## EXTRACT TO READ
┏━━

In re the Construction of the Will of Rosenthal

283 A.D. 316 | N.Y. App. Div. | 1954

Lead Opinion

Botein, J.

Petitioner appeals from a decree of the Surrogate construing the will of her great-grandfather.

That will divided the residue of the testator’s estate into two equal parts, each to be held in trust for a term measured by two lives. It granted to petitioner’s father (testator’s grandson) the power to appoint by his own will the corpus of one of these trusts. In turn, by his will petitioner’s father appointed the entire principal of the trust to petitioner. The donor of this power of appointment died in 1938 and the donee in 1952. Petitioner’s interest in the principal of the trust has not vested, as the remaining life tenant is alive.

The construction sought is whether petitioner would forfeit her right to take under the appointment were she, contrary to a provision in the donor’s will, to marry someone 1 ‘ who was not born in the Jewish faith and who shall not be of Jewish blood ”. She contemplates marrying a man named Kelley — concededly not of the Jewish faith. The learned Surrogate has ruled that if she marries outside the Jewish faith, she will forfeit her right to take as an appointee under her father’s will.

There can be no doubt that the donor held strong views about intermarriage and that these views found expression in sweeping strictures prohibiting certain offending descendants or their spouses from taking under his will. The pertinent provisions of the will which, it is claimed, must disqualify petitioner should she marry Kelley, are found in Article Twelfth, and read as follows:

‘ ‘ Twelfth: Anything herein contained to the contrary notwithstanding, all legacies and devises and all powers of appointment or disposition under this my Last Will and Testament, given, devised and bequeathed to any child of mine or to any descendant of mine, are given, devised and bequeathed subject to the following express condition, that is to say: In case any child or descendant of mine shall at the time of my death be married or shall thereafter marry, and the spouse of such child *319or descendant of mine shall be a person who was not born in the Jewish faith and who shall not be of Jewish blood, then upon my death if such marriage shall have occurred prior thereto, or if such marriage shall occur after my death then upon such marriage, all legacies and devises whether of income or of principal to such child or descendant of mine so marrying, and all powers of appointment or of disposition given, devised and bequeathed to such child or descendant of mine so marrying, shall be cancelled, annulled and revoked and such legacies and/or devises whether of principal or income shall upon my death if such marriage shall occur prior to my death, or upon such marriage if such marriage shall have occurred after my death, be disposed of as though such child or descendant of mine had died before me if such marriage shall have occurred prior to my death, or had died at the time of such marriage if such marriage shall occur after my death, without power to appoint or dispose of any of the income or principal of my estate ”.

┗━━

## GOALS
1. Revise the Rosenthal opinion from "283 A.D. 316" up to and including "tenant is alive.", replacing "Surrogate" with "probate court".
2. According to the Rosenthal opinion, in what year did the donee of the power of appointment die?

## ENTRIES
┏━━

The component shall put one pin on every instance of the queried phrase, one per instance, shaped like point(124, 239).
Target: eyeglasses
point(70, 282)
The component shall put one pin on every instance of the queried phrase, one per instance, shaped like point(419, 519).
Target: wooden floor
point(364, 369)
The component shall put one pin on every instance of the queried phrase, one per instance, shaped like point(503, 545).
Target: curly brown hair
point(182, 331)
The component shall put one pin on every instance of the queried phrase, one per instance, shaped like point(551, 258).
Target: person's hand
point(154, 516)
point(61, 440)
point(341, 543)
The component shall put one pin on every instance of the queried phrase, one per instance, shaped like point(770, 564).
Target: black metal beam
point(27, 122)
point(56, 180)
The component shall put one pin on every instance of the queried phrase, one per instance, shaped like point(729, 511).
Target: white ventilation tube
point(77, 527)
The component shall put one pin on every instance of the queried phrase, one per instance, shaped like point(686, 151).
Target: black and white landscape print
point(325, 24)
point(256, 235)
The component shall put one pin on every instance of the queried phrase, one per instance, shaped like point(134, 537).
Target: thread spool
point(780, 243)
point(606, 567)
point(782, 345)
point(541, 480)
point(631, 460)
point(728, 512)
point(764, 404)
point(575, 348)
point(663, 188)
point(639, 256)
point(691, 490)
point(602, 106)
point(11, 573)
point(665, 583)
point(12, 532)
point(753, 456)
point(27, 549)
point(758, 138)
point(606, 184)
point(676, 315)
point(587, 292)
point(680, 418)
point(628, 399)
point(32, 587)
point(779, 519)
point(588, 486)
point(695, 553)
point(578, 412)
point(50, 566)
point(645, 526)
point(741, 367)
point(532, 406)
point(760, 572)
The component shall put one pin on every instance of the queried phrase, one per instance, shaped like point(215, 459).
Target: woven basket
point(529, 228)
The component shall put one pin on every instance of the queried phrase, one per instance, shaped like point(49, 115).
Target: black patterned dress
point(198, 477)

┗━━

## ANSWERS BY TASK
1.
283 A.D. 316 | N.Y. App. Div. | 1954

Lead Opinion

Botein, J.

Petitioner appeals from a decree of the probate court construing the will of her great-grandfather.

That will divided the residue of the testator’s estate into two equal parts, each to be held in trust for a term measured by two lives. It granted to petitioner’s father (testator’s grandson) the power to appoint by his own will the corpus of one of these trusts. In turn, by his will petitioner’s father appointed the entire principal of the trust to petitioner. The donor of this power of appointment died in 1938 and the donee in 1952. Petitioner’s interest in the principal of the trust has not vested, as the remaining life tenant is alive.

2. 1952